> [AUFGABENSTELLUNG]:
Gib die Zeilen von der Zeile mit „Where is each instance of the forest“ bis einschließlich der Zeile mit „point(50, 127)“ noch einmal wieder und tausche dabei „forest floor“ gegen „leaf litter“ aus. Alles andere bleibt unverändert.
<<<<
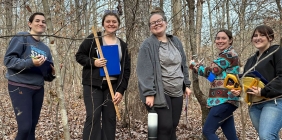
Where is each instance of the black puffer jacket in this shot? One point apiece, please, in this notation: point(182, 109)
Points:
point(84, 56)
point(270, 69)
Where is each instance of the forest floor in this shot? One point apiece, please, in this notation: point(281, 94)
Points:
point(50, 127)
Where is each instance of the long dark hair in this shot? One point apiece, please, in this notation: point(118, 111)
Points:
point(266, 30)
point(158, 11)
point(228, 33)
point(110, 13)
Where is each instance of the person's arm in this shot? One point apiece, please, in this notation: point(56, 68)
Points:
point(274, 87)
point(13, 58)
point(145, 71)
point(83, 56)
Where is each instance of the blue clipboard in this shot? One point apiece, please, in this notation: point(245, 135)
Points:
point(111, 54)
>>>>
<<<<
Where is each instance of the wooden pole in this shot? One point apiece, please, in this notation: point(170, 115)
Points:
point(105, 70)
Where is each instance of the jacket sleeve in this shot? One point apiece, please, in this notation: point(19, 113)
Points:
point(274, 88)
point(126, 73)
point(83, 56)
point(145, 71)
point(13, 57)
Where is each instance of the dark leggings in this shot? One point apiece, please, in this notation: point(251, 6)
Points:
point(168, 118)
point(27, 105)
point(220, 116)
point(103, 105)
>>>>
> [VOLLSTÄNDIGE ANTWORT]:
Where is each instance of the leaf litter in this shot? One point apiece, please, in this notation: point(281, 94)
Points:
point(50, 127)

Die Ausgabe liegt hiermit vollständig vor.